[Exercise prompt] Find every line below where the word "fabric" occurs, then give how many you found and nothing else.

Segment Start: Supplied data

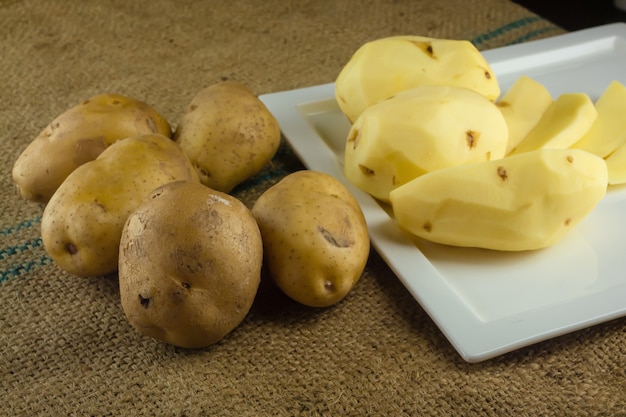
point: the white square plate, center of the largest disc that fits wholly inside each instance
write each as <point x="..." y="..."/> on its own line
<point x="488" y="303"/>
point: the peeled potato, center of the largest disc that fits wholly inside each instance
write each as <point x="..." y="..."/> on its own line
<point x="314" y="236"/>
<point x="522" y="106"/>
<point x="421" y="130"/>
<point x="608" y="131"/>
<point x="564" y="122"/>
<point x="523" y="202"/>
<point x="190" y="264"/>
<point x="79" y="135"/>
<point x="386" y="66"/>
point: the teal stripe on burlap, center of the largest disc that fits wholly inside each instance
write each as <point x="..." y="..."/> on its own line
<point x="515" y="25"/>
<point x="23" y="268"/>
<point x="7" y="254"/>
<point x="20" y="226"/>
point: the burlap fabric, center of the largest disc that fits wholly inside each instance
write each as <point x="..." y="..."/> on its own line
<point x="65" y="346"/>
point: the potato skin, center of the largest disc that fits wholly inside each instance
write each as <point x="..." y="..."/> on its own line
<point x="315" y="237"/>
<point x="82" y="223"/>
<point x="190" y="265"/>
<point x="79" y="135"/>
<point x="228" y="134"/>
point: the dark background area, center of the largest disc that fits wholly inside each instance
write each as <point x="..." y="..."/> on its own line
<point x="576" y="14"/>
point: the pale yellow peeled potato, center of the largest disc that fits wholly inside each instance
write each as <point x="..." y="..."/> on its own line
<point x="421" y="130"/>
<point x="522" y="106"/>
<point x="563" y="123"/>
<point x="608" y="132"/>
<point x="616" y="166"/>
<point x="386" y="66"/>
<point x="522" y="202"/>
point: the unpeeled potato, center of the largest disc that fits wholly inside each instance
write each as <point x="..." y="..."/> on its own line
<point x="82" y="223"/>
<point x="315" y="237"/>
<point x="228" y="134"/>
<point x="80" y="135"/>
<point x="190" y="264"/>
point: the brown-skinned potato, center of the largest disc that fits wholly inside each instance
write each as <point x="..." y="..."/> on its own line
<point x="315" y="237"/>
<point x="228" y="134"/>
<point x="83" y="221"/>
<point x="79" y="135"/>
<point x="190" y="265"/>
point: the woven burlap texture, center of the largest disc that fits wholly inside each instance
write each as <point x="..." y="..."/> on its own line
<point x="65" y="346"/>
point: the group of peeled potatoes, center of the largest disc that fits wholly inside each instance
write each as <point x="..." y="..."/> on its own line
<point x="431" y="136"/>
<point x="125" y="193"/>
<point x="461" y="164"/>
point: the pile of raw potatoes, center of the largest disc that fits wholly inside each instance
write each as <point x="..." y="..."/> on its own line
<point x="462" y="165"/>
<point x="431" y="136"/>
<point x="124" y="193"/>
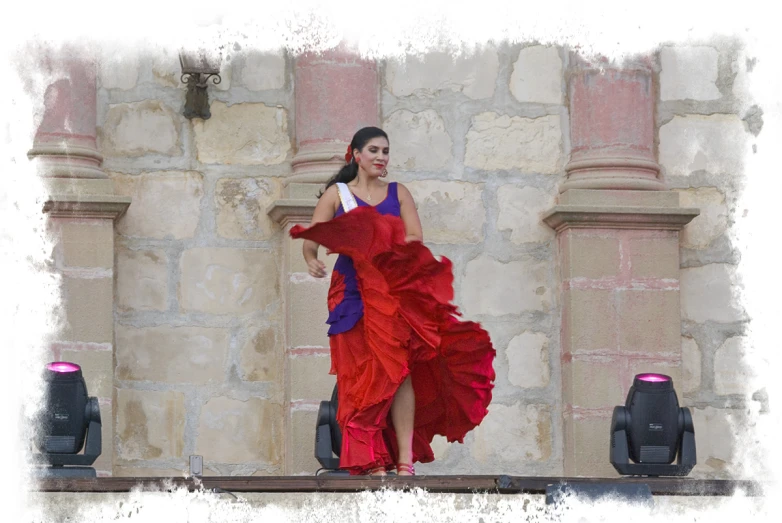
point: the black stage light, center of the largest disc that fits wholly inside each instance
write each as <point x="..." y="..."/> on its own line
<point x="328" y="436"/>
<point x="651" y="430"/>
<point x="67" y="418"/>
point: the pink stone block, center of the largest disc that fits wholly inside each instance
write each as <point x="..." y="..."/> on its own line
<point x="336" y="94"/>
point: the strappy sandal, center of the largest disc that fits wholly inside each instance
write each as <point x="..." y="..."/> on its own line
<point x="376" y="471"/>
<point x="404" y="467"/>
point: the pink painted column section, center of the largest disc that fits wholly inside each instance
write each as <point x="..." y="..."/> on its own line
<point x="65" y="143"/>
<point x="612" y="127"/>
<point x="337" y="93"/>
<point x="618" y="246"/>
<point x="81" y="207"/>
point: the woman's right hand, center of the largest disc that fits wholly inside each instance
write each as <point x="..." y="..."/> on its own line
<point x="317" y="268"/>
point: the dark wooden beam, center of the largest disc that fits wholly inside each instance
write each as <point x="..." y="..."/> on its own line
<point x="438" y="484"/>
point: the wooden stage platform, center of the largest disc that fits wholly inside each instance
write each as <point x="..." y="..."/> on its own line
<point x="501" y="484"/>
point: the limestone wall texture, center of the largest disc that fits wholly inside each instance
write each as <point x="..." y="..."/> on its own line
<point x="481" y="141"/>
<point x="198" y="365"/>
<point x="706" y="123"/>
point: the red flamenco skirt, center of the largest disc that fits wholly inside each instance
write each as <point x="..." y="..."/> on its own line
<point x="408" y="328"/>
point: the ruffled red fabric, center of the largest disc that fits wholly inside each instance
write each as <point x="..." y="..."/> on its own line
<point x="409" y="327"/>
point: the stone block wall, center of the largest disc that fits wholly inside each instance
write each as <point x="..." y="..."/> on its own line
<point x="210" y="299"/>
<point x="198" y="310"/>
<point x="706" y="123"/>
<point x="481" y="141"/>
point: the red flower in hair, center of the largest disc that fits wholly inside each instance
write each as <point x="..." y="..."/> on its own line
<point x="349" y="155"/>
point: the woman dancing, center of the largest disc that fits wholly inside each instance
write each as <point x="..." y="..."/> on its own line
<point x="406" y="368"/>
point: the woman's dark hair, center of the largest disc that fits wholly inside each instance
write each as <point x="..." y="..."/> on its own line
<point x="349" y="172"/>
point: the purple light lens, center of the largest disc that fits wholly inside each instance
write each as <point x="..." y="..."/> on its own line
<point x="655" y="378"/>
<point x="63" y="366"/>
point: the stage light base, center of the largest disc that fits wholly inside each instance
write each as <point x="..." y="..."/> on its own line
<point x="620" y="453"/>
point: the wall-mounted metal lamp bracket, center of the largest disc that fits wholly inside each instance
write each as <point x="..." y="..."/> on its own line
<point x="196" y="71"/>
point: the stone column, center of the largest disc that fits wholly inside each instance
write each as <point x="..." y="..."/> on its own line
<point x="617" y="229"/>
<point x="336" y="94"/>
<point x="82" y="207"/>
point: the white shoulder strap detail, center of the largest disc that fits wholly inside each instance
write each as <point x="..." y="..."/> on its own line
<point x="347" y="198"/>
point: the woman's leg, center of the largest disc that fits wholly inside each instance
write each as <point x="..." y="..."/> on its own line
<point x="403" y="418"/>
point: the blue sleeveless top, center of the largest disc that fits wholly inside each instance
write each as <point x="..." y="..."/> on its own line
<point x="345" y="305"/>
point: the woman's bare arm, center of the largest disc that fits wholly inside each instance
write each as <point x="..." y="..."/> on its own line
<point x="324" y="211"/>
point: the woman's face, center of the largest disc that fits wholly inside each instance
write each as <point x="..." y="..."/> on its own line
<point x="373" y="158"/>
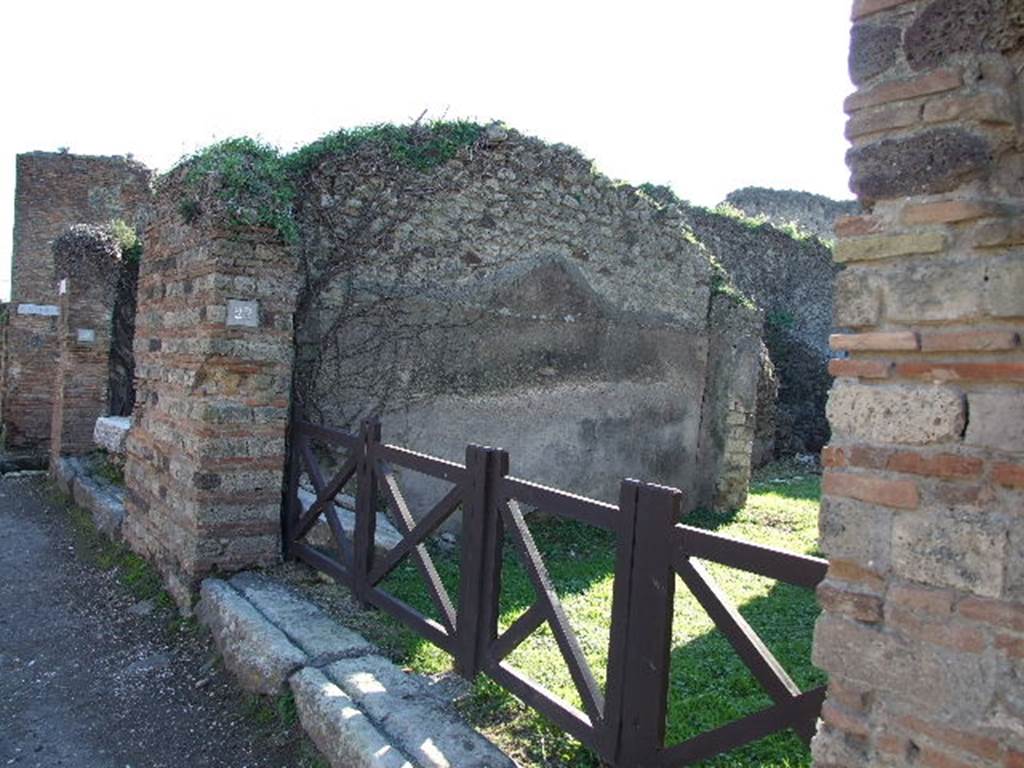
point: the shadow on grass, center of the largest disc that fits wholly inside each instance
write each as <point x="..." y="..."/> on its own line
<point x="710" y="686"/>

Segment End: Supplied data

[Output for this exercise] 2